=== Work required ===
Please print the records below word for word, beginning at their first line and stopping after the line that contains "x=836 y=912".

* start Information given *

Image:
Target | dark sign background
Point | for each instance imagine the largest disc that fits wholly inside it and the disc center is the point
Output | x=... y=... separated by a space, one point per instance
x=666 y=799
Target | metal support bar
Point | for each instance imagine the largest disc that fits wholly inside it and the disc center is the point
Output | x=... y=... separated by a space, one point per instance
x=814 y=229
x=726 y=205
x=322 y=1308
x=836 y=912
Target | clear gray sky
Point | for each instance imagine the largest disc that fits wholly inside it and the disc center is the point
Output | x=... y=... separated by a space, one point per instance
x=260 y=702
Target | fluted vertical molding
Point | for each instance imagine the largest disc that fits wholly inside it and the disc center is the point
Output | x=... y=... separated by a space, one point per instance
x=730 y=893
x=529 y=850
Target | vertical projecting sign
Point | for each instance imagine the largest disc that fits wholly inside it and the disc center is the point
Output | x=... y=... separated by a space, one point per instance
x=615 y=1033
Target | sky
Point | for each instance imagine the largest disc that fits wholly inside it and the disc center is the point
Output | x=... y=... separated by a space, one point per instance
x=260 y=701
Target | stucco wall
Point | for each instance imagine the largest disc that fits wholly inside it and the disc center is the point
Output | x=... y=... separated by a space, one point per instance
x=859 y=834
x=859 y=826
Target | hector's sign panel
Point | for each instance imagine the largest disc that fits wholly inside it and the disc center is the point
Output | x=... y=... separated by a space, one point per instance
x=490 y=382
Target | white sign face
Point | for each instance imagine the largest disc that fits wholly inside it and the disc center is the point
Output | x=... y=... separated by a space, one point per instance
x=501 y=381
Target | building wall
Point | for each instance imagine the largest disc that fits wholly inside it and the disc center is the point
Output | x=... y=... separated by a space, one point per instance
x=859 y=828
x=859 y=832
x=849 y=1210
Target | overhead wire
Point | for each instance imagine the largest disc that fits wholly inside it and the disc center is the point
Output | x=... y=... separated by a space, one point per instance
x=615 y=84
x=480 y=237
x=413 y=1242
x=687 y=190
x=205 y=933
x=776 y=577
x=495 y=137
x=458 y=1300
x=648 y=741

* end Information given *

=== In response ===
Image:
Target | dark sign background
Point | for each instance imagine the largest disc that fits wholly inside it and the disc center is the point
Output | x=... y=... separated by a space, one point per instance
x=666 y=799
Target | metal support bar
Point | for each instance imagine the largest disc that fits wholly inside it and the disc center is the point
Output | x=... y=... separated by a space, one point per instance
x=814 y=229
x=726 y=205
x=322 y=1308
x=836 y=912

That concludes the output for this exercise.